_Fragmento del documento_.
----------

Revista n.º 1065 / ISSN 1885-6039

La luz de Carmen Laforet en la Playa de La Laja.

Miércoles, 19 de marzo de 2014
Juan Ferrera Gil
Publicado en el n.º 514

El viernes 5 de mayo de 1972 la conocida escritora Carmen Laforet, que había pasado su infancia y juventud en la isla de Gran Canaria, publicaba un precioso texto dedicado a la Playa de La Laja, aquí rescatado y comentado a través de un diálogo textual repleto de temblor.

Playa de La Laja en blanco y negro.

 

 

La autora de Nada, esa gran novela del año 1944, Carmen Laforet, tan vinculada a la realidad canaria especialmente en la primera parte de su vida, dio a conocer una hermosa crónica sobre la playa de su infancia, la de La Laja en Gran Canaria. El marco en el que salía era el periódico ABC, concretamente el 5 de mayo de 1972, un texto que posteriormente sería rescatado junto a otros sobre la capital de la isla en el libro Memorias de la Ciudad (seleccionado por Lázaro Santana, Ediciones del Cabildo de Gran Canaria, 1999). Acercamos en primer lugar el artículo aludido y, a continuación, las palabras de nuestro colaborador Juan Ferrera Gil, nacidas a partir de la sorpresiva y rica lectura del mismo.

----------

_Lista de registros_.

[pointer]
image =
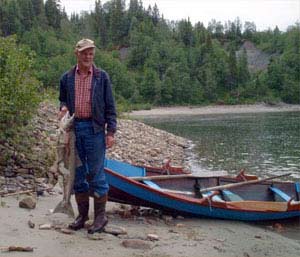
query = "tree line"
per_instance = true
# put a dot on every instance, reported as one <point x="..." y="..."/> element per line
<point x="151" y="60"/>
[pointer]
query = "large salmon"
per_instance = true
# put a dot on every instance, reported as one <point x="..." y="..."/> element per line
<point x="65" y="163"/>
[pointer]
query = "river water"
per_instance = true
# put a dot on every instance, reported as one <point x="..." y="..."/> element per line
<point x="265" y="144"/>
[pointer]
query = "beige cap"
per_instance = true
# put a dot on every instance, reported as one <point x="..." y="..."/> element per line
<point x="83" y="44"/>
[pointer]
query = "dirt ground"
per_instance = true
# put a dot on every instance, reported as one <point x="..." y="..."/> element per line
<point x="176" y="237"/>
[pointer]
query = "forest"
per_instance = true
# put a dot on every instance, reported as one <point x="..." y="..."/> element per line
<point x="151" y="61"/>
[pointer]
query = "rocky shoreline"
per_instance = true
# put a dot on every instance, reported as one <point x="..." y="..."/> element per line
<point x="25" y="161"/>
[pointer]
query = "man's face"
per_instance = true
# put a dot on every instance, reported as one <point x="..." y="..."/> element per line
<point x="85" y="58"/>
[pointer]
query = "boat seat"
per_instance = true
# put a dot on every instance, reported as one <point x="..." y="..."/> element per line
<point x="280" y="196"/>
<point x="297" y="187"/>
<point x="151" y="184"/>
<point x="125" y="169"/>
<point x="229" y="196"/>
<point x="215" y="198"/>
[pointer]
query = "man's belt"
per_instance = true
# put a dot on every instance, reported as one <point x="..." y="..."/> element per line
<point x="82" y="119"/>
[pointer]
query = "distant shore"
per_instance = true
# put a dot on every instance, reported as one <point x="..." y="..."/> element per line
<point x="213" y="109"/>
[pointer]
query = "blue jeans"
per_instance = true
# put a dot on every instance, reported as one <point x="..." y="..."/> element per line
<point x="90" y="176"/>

----------

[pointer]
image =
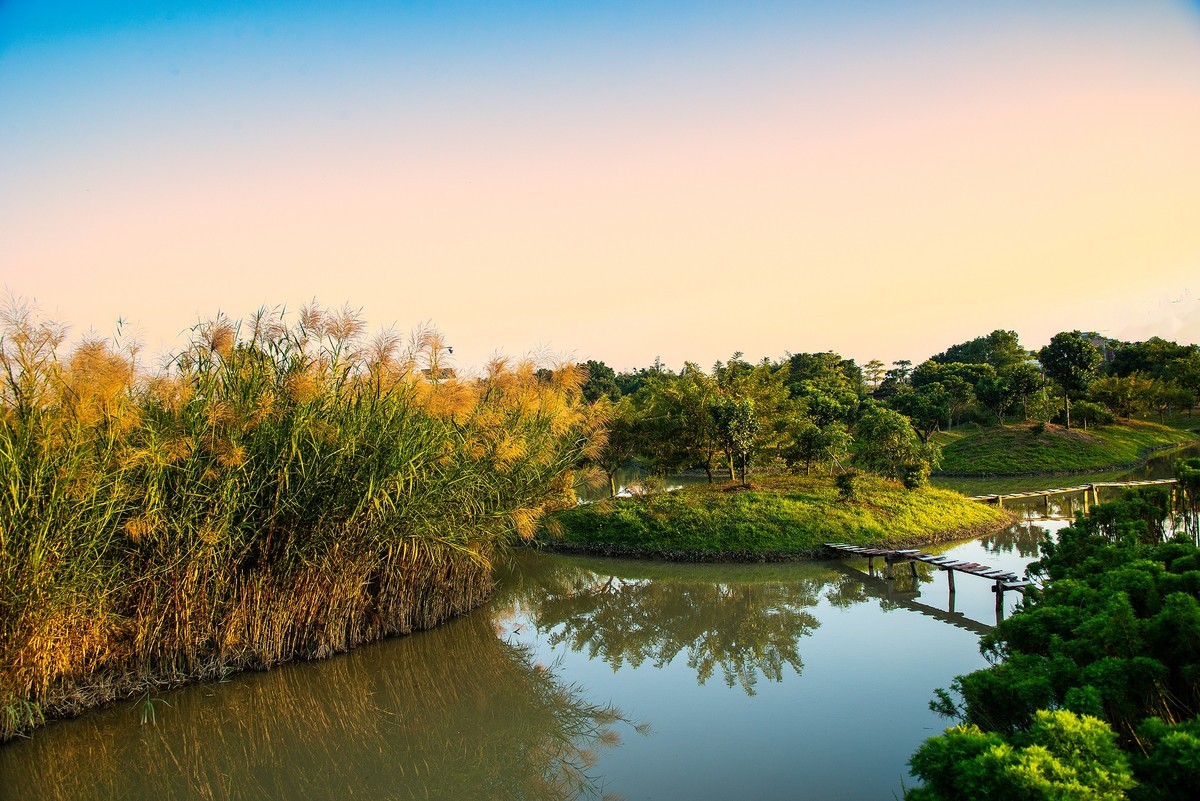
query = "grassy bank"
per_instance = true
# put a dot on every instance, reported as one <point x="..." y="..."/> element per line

----------

_Ejercicios propuestos_.
• A. Resuma en dos oraciones el fragmento del documento sobre Carmen Laforet.
• B. Conteste las siguientes preguntas según el fragmento del documento sobre Carmen Laforet:
(i) ¿En qué periódico apareció la crónica sobre la Playa de La Laja?
(ii) ¿Quién seleccionó los textos del libro Memorias de la Ciudad?
(iii) ¿En qué número de la revista se publicó originalmente el artículo?

_Soluciones de ejercicios_.
• A. Carmen Laforet, autora de Nada y vinculada a Gran Canaria, donde pasó su infancia y juventud, publicó el 5 de mayo de 1972 en el periódico ABC una crónica dedicada a la Playa de La Laja, la playa de su infancia. Ese texto se recogió después en el libro Memorias de la Ciudad (1999), y la publicación lo presenta seguido de un comentario de su colaborador Juan Ferrera Gil.

• B.
(i) En el periódico ABC.
(ii) Lázaro Santana.
(iii) En el n.º 514.